__Passage given__:
I have experienced similar. I was shocked then learned why and where it all came from.
Its all about patriarchal rules – which stem from the Roman church.
Judges still attend the annual RC Red Mass after all.
Many of the rules are from the days of the Inquisition.
Women and children are deemed second class, less evolved than men and mothers are supposedly feeble minded and unable to make decisions re their children.
So many abused women are in this same situation all over world. The pattern is identical if one studies it.
The patriarchal owner of the children has all the rights.
Phyllis Chesler has written well in her research
“For more than five thousand years, men—fathers—were legally *entitled* to sole custody of their children. Women—mothers—were *obliged* to bear, rear, and economically support their children. No mother was ever legally entitled to custody of her own child.”
Angry Grandparent II said:
What a crazy system!
When my youngest was three or four she kept reporting “accidents” whilst on contact and also started to exhibit unusual behaviour, becoming despondent, morose, withdrawn, so I said to the courts that we would withhold contact until someone can find out what was going on as the accidents alone which were bizarre needed looking at.
Social services disagreed and pushed me to the point of a contempt of court and being put in prison if I failed to give contact and despite my daughter saying to guardian and social worker she didn’t want to see her mother anymore, this didn’t matter a thing. So contact carried on until we managed to move out of the area and once away from her, the real story came out, the wicked beatings, the bizarre sexual abuses and because social services were in the frame, they did their level best to destroy any criminal investigation and so they aided a child abuser to protect themselves.
My ex wife is a paranoid schizophrenic, something I brought up in the very first hearing, it took fourteen years for social services to accept that this was the case.
I was asking the same question for 20 years and then came upon an article which joined all the dots for me.
Its the old poor Adam story . Poor Adam was all upset because Eve ill Eve was having an affair- despite them being separated . His possessive male nature led him to try and murder her. No mistake on that as you do not slit someones throat unless you mean to finish them off.
All he has to do is ask and he will receive what he wants.
Next he will go for custody on release and some solicitor will actually take the case.

__Record excerpts__:

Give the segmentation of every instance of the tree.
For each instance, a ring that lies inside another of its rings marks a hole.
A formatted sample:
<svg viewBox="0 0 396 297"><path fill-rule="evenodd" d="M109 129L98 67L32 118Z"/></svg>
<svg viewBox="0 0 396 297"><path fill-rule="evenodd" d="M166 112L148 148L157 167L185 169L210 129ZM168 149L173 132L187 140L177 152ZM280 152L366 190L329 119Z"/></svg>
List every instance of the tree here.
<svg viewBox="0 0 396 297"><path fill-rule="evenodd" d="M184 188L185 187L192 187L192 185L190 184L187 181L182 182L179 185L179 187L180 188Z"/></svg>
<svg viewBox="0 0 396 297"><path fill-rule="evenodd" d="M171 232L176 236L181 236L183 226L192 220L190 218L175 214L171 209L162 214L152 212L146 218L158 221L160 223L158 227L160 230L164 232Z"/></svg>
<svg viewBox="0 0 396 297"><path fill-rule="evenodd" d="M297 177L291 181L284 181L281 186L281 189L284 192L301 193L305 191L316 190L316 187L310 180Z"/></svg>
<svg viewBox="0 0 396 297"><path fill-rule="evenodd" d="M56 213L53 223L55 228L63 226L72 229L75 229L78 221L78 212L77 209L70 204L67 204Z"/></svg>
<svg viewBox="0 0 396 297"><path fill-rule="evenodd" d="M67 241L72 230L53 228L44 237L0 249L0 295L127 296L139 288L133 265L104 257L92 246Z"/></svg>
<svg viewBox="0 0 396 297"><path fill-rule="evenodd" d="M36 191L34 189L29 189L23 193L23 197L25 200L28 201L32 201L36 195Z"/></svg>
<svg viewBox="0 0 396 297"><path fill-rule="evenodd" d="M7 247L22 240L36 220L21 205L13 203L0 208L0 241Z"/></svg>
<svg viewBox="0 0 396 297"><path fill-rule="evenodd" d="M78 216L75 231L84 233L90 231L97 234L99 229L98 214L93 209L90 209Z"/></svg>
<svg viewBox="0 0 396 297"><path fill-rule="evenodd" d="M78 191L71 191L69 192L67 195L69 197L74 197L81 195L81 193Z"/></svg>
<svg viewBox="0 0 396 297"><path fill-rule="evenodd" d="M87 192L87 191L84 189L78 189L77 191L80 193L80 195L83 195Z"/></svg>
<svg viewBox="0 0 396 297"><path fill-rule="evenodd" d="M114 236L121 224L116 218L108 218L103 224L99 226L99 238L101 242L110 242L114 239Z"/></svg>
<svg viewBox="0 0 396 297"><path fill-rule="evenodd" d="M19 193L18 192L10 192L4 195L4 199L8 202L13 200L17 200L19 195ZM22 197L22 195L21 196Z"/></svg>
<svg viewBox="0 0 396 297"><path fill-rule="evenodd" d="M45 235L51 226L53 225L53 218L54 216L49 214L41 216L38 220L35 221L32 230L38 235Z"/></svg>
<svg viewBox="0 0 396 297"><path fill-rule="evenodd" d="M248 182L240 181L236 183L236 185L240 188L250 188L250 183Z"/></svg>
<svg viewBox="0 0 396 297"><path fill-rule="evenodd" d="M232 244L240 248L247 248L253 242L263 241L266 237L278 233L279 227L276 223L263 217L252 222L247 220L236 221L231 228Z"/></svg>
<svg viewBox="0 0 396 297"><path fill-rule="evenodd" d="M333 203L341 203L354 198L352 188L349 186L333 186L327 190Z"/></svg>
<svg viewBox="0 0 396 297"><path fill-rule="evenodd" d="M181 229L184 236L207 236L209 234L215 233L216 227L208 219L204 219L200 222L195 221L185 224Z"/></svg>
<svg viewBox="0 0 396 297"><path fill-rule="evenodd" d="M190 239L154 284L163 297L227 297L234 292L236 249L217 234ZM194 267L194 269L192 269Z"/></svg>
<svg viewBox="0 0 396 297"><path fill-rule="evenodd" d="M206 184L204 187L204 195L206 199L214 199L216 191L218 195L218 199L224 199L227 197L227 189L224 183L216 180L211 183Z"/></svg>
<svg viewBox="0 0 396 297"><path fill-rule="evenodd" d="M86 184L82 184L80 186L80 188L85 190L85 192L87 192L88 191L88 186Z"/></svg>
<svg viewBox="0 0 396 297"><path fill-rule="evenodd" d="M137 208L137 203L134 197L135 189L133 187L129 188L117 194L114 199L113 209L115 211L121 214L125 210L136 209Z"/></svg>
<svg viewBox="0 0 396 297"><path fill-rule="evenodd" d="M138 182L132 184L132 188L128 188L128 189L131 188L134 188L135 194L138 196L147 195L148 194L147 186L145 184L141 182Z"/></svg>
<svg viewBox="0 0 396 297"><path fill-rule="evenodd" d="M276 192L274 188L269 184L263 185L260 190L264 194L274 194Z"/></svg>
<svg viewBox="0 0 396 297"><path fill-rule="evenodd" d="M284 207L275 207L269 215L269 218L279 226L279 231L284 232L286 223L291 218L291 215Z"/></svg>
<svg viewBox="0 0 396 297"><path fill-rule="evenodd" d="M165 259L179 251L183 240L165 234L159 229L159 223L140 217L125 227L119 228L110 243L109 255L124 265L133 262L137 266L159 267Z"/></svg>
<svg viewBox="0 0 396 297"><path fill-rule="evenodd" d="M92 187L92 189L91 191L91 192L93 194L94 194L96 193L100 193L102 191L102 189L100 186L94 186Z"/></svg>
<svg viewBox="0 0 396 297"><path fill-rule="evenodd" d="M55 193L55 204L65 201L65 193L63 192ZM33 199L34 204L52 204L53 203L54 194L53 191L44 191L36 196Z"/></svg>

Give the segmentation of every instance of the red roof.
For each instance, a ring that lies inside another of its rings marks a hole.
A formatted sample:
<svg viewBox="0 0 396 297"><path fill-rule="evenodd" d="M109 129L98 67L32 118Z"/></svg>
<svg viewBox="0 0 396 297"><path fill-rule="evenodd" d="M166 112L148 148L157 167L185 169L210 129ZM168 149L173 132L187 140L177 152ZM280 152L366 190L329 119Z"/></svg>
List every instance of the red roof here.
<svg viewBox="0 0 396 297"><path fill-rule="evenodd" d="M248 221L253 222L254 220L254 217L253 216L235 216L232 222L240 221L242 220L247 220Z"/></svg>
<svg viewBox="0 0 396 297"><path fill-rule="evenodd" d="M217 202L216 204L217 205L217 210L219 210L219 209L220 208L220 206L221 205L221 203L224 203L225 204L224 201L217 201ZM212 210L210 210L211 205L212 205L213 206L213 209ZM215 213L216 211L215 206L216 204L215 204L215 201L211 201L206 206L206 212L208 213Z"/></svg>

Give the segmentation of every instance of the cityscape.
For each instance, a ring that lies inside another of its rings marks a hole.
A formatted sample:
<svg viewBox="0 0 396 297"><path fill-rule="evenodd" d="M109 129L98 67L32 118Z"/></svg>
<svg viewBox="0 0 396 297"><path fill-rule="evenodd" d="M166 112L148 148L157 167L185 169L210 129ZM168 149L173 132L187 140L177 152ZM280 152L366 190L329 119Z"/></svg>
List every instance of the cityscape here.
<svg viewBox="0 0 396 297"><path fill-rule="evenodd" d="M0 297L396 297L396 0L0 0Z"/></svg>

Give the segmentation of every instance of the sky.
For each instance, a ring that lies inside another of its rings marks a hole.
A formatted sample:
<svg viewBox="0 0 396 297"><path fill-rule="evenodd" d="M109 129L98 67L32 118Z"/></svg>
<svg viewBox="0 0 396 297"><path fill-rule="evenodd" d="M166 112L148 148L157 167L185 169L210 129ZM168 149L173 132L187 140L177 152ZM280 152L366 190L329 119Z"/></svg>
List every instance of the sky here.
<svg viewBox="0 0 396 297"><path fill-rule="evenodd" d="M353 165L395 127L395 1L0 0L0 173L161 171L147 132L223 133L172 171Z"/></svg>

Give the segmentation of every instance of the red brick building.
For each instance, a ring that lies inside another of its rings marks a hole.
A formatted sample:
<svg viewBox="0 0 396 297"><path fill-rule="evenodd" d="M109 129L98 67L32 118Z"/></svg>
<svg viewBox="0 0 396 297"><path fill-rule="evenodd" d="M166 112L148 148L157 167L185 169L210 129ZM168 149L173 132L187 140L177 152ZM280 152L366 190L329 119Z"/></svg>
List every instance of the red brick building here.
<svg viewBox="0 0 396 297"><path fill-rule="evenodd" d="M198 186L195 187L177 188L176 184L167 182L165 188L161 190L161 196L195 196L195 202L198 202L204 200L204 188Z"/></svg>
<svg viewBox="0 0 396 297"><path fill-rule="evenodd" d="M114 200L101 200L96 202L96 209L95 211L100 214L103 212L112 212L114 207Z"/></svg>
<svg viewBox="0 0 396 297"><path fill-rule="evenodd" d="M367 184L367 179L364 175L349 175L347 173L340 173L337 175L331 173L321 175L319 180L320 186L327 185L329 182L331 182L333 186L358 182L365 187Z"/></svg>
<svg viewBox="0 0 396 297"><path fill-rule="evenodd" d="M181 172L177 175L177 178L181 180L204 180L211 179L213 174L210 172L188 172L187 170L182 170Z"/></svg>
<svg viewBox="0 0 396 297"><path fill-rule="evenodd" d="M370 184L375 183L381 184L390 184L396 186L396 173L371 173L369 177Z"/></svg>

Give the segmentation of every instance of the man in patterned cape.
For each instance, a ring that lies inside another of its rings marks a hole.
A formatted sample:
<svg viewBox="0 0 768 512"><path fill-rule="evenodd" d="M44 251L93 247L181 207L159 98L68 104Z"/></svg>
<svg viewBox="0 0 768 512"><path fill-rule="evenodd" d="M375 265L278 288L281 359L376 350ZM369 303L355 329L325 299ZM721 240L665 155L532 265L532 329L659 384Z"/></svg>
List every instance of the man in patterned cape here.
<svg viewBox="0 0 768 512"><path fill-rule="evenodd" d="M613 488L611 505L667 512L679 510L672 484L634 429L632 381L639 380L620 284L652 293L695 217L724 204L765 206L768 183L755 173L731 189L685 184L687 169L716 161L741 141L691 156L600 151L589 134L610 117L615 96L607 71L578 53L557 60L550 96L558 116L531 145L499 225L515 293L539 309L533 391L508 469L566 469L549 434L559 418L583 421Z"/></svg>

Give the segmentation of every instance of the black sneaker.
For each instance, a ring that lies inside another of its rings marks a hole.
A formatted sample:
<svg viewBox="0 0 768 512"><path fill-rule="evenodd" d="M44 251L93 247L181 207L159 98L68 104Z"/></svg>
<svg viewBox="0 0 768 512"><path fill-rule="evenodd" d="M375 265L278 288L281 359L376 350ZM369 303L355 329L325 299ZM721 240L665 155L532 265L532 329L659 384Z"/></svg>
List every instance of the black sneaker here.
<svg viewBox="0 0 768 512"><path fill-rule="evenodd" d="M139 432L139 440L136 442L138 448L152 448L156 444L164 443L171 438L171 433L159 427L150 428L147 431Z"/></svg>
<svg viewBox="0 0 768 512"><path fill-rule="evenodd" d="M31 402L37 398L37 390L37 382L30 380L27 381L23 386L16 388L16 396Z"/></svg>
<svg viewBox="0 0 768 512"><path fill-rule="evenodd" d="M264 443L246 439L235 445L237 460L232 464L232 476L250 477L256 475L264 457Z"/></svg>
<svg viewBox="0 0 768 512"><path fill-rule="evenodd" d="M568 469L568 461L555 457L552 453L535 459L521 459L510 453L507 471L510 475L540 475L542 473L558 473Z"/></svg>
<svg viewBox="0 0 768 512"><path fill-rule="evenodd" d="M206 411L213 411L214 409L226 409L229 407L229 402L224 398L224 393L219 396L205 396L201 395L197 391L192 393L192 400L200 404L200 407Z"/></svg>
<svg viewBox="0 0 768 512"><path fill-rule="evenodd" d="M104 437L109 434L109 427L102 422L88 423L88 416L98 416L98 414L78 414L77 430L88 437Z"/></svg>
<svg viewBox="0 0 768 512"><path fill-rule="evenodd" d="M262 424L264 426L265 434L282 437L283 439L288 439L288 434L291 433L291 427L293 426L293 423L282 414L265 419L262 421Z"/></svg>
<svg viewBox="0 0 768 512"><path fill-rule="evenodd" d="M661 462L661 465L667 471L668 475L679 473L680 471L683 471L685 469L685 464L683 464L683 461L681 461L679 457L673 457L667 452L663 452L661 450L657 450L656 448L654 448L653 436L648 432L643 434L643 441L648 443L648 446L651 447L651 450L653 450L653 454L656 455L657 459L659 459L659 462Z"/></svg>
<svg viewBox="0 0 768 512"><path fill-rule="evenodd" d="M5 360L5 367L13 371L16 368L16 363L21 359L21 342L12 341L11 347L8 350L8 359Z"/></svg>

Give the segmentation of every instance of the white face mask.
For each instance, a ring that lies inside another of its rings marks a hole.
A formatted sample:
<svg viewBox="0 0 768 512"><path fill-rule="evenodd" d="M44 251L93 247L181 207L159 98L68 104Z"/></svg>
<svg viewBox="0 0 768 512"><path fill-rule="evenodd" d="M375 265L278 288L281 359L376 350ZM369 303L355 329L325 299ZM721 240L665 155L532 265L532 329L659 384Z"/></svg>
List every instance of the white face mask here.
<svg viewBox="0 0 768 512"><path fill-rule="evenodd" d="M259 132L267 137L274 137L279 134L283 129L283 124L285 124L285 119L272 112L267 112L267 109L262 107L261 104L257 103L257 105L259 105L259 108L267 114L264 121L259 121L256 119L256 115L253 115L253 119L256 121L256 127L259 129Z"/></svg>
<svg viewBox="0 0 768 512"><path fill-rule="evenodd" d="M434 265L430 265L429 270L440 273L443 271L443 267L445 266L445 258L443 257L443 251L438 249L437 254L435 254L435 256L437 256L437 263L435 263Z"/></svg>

__Complete the following__:
**a)** Name the changes in behavior that the custody discussion says the youngest child began to show.
**b)** According to the Phyllis Chesler quotation in the custody discussion, for how long were fathers legally entitled to sole custody of their children?
**c)** Using the custody discussion, explain why social services worked against the criminal investigation.

__Expected responses__:
**a)** Becoming despondent, morose, and withdrawn.

**b)** For more than five thousand years.

**c)** Social services "were in the frame," so they "did their level best to destroy any criminal investigation" to protect themselves. In doing so, they aided a child abuser.